Start
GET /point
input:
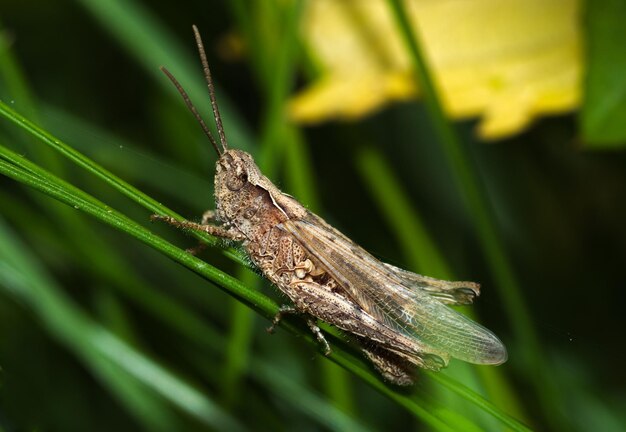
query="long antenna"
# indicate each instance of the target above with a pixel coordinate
(209, 81)
(192, 108)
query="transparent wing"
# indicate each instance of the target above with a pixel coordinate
(454, 293)
(391, 300)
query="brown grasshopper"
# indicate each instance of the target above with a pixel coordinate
(400, 319)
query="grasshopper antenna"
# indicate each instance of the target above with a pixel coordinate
(192, 108)
(209, 81)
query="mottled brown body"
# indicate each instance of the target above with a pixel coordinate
(399, 318)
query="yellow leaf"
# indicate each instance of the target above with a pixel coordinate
(505, 61)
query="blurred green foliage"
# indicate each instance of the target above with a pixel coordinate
(99, 332)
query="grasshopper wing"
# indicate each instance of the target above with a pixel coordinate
(393, 300)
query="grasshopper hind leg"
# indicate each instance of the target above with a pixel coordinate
(392, 367)
(311, 322)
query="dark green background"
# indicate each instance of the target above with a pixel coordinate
(558, 203)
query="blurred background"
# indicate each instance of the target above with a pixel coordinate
(523, 191)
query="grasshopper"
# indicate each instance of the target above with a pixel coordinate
(401, 320)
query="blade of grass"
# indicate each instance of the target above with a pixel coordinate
(45, 182)
(108, 356)
(477, 202)
(102, 173)
(422, 254)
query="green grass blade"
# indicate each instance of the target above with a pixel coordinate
(103, 351)
(480, 210)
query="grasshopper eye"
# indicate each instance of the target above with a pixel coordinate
(236, 182)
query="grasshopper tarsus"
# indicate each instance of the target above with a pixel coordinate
(284, 310)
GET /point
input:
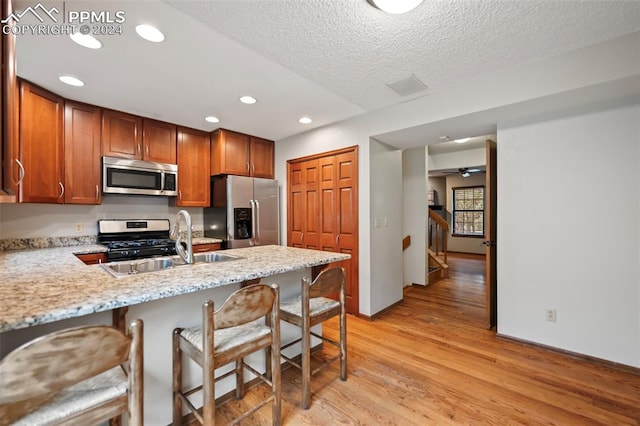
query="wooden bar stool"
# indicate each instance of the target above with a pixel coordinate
(247, 322)
(82, 375)
(314, 307)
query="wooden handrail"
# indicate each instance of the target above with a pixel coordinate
(439, 220)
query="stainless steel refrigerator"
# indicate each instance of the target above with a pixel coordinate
(244, 211)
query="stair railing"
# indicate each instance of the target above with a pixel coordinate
(438, 234)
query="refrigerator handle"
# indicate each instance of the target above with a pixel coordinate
(252, 203)
(256, 222)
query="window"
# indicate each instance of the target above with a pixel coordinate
(468, 211)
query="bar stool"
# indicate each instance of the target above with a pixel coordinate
(229, 334)
(81, 375)
(314, 307)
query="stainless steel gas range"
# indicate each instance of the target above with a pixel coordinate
(130, 239)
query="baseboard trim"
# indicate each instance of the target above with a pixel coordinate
(599, 361)
(377, 314)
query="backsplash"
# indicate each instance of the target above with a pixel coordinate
(65, 222)
(48, 242)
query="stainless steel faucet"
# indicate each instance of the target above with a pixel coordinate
(176, 232)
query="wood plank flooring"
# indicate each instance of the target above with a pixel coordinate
(429, 361)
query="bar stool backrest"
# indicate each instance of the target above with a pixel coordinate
(35, 372)
(245, 305)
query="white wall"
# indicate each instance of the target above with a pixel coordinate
(463, 244)
(386, 226)
(58, 220)
(569, 185)
(415, 215)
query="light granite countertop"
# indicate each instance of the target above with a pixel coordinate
(44, 285)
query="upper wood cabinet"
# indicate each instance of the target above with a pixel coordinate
(82, 165)
(158, 141)
(121, 134)
(262, 158)
(129, 136)
(41, 145)
(193, 168)
(235, 153)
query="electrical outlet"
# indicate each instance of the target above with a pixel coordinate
(550, 315)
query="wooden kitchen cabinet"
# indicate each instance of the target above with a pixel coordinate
(235, 153)
(262, 158)
(199, 248)
(193, 168)
(82, 163)
(41, 145)
(121, 134)
(158, 141)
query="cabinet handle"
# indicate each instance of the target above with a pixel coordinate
(21, 172)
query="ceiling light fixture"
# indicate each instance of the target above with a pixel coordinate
(395, 7)
(72, 81)
(150, 33)
(248, 100)
(86, 40)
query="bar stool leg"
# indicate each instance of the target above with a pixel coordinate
(177, 378)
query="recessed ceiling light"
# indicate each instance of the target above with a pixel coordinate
(86, 40)
(72, 81)
(248, 100)
(395, 6)
(150, 33)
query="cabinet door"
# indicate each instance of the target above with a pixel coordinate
(82, 166)
(159, 141)
(193, 168)
(41, 145)
(230, 153)
(262, 158)
(121, 135)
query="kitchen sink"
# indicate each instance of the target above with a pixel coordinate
(120, 269)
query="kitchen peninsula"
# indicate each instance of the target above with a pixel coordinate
(45, 288)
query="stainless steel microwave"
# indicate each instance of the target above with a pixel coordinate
(123, 176)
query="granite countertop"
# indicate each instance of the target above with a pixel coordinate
(44, 285)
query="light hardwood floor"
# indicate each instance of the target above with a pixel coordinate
(429, 361)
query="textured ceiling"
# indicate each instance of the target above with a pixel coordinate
(352, 49)
(329, 59)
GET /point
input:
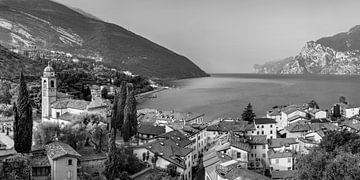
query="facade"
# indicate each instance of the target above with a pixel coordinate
(167, 152)
(61, 108)
(264, 126)
(258, 153)
(281, 161)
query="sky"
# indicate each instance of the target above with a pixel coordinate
(228, 36)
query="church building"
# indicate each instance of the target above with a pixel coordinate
(60, 108)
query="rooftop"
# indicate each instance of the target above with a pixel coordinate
(231, 125)
(151, 129)
(57, 150)
(280, 142)
(281, 155)
(257, 139)
(264, 121)
(178, 137)
(169, 150)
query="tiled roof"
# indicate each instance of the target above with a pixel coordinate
(57, 150)
(298, 127)
(70, 103)
(282, 174)
(151, 129)
(293, 118)
(177, 137)
(231, 125)
(280, 142)
(281, 155)
(322, 120)
(264, 121)
(169, 150)
(69, 117)
(322, 126)
(98, 103)
(243, 173)
(39, 161)
(257, 139)
(240, 143)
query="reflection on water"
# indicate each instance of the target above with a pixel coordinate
(227, 95)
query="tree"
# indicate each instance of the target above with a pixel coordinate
(23, 123)
(171, 169)
(129, 127)
(5, 95)
(342, 99)
(336, 157)
(98, 136)
(17, 167)
(248, 114)
(121, 105)
(313, 104)
(104, 93)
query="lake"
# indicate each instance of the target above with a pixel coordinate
(226, 95)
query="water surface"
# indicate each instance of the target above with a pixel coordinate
(226, 95)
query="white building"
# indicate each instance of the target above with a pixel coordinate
(264, 126)
(60, 108)
(167, 152)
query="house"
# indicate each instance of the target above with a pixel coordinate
(298, 119)
(281, 161)
(318, 114)
(220, 166)
(284, 144)
(61, 108)
(282, 175)
(166, 117)
(148, 132)
(162, 153)
(296, 130)
(290, 112)
(264, 126)
(60, 161)
(258, 153)
(227, 125)
(346, 110)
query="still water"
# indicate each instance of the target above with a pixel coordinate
(226, 95)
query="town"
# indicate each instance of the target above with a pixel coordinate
(79, 139)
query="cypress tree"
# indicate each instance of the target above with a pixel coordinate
(129, 127)
(23, 123)
(121, 105)
(248, 114)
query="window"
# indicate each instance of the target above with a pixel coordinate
(70, 174)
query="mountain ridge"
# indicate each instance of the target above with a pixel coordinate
(49, 25)
(337, 54)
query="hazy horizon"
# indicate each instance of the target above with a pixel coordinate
(228, 36)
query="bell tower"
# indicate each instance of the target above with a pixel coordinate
(48, 90)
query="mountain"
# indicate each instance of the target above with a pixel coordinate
(11, 64)
(338, 54)
(47, 25)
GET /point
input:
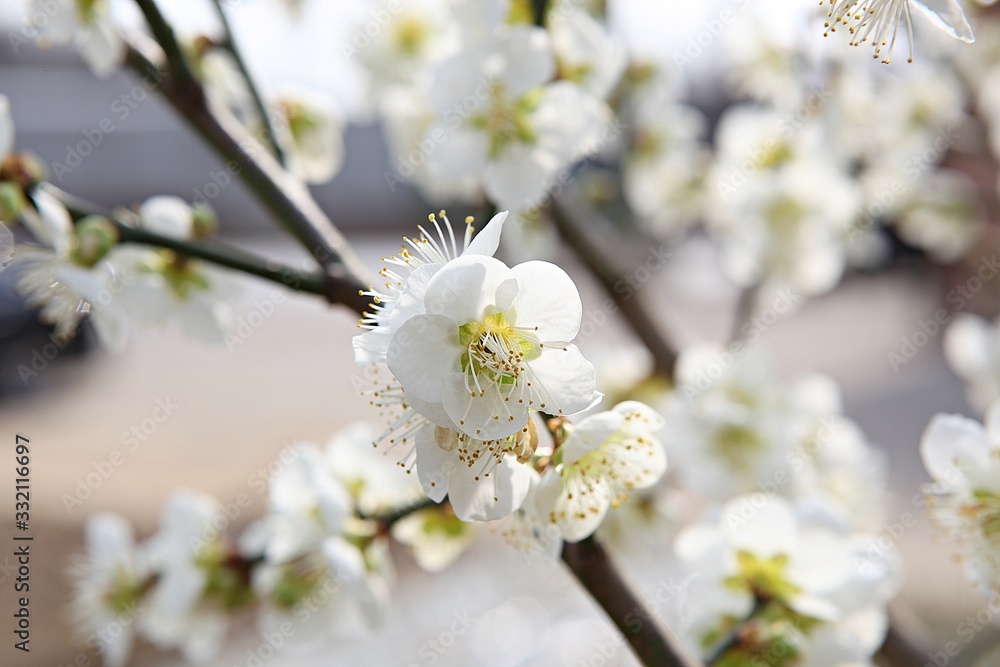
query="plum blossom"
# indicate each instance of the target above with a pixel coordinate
(962, 456)
(109, 583)
(606, 457)
(472, 346)
(316, 552)
(195, 592)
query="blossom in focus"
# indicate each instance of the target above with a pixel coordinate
(435, 536)
(88, 24)
(109, 582)
(606, 457)
(962, 456)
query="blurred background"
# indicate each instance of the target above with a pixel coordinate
(236, 409)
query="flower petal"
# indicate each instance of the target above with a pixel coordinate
(547, 299)
(424, 354)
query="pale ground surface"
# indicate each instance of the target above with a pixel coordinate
(237, 409)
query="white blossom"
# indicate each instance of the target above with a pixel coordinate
(86, 23)
(606, 457)
(962, 456)
(109, 583)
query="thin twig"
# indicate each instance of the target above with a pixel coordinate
(576, 235)
(286, 197)
(229, 43)
(652, 643)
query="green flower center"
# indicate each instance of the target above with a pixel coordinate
(986, 512)
(411, 34)
(496, 351)
(506, 121)
(737, 445)
(298, 580)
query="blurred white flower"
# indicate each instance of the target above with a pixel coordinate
(663, 173)
(585, 53)
(606, 457)
(793, 585)
(943, 215)
(435, 536)
(878, 21)
(69, 275)
(733, 426)
(194, 594)
(109, 583)
(88, 24)
(310, 130)
(962, 456)
(492, 344)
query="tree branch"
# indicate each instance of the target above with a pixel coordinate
(611, 277)
(211, 251)
(286, 197)
(651, 642)
(229, 43)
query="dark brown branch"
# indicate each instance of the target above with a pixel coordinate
(652, 643)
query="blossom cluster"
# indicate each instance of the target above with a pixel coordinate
(315, 568)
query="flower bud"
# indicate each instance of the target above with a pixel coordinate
(12, 201)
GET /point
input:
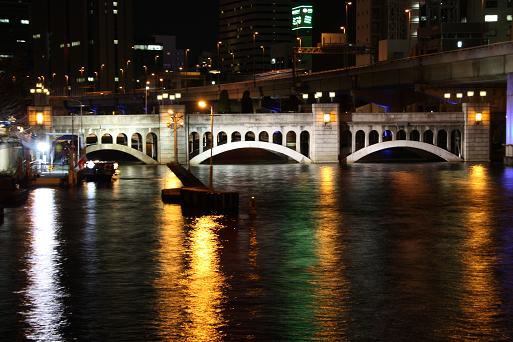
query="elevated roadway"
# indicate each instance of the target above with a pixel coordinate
(484, 65)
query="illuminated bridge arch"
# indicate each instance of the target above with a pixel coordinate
(251, 144)
(122, 148)
(437, 151)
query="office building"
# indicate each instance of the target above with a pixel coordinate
(15, 38)
(450, 25)
(378, 20)
(498, 15)
(249, 30)
(83, 45)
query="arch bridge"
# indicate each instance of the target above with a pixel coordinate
(303, 137)
(451, 136)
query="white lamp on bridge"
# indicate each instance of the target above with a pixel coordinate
(204, 104)
(327, 118)
(479, 118)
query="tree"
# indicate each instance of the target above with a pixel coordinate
(246, 103)
(223, 106)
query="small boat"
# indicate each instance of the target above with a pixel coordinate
(99, 171)
(11, 194)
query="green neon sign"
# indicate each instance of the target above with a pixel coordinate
(302, 17)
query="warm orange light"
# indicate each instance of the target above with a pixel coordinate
(39, 118)
(202, 104)
(479, 118)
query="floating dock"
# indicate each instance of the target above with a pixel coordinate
(195, 197)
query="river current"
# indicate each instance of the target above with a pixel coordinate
(361, 252)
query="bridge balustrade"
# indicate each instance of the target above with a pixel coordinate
(441, 129)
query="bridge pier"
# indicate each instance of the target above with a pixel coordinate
(476, 142)
(166, 129)
(508, 158)
(326, 140)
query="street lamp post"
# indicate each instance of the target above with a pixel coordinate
(263, 56)
(348, 3)
(186, 69)
(146, 98)
(203, 104)
(254, 55)
(408, 12)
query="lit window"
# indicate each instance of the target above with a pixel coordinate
(491, 18)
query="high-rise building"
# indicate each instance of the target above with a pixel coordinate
(249, 29)
(384, 20)
(498, 15)
(450, 25)
(15, 37)
(83, 45)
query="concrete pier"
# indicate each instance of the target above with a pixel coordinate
(196, 198)
(508, 159)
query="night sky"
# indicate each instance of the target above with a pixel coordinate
(194, 23)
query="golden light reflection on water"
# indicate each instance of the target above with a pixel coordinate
(43, 295)
(190, 294)
(170, 181)
(204, 282)
(480, 299)
(169, 293)
(333, 288)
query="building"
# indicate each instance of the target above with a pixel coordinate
(450, 25)
(498, 15)
(378, 20)
(15, 42)
(248, 30)
(83, 45)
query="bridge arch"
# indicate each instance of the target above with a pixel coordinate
(121, 148)
(440, 152)
(251, 144)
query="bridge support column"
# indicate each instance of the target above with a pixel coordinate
(166, 128)
(353, 140)
(326, 139)
(508, 158)
(476, 138)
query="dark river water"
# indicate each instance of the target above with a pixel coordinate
(364, 252)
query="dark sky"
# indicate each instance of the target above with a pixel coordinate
(193, 22)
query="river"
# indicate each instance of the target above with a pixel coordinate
(360, 252)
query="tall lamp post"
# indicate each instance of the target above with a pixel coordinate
(254, 57)
(348, 3)
(174, 119)
(146, 97)
(408, 12)
(186, 69)
(203, 104)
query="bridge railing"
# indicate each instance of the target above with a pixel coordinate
(255, 119)
(408, 117)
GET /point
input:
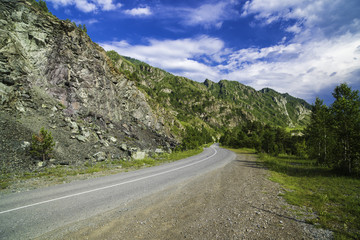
End
● Exercise prompt
Count the lines above that contain the word "water", and give only the number.

● Answer to this exercise
5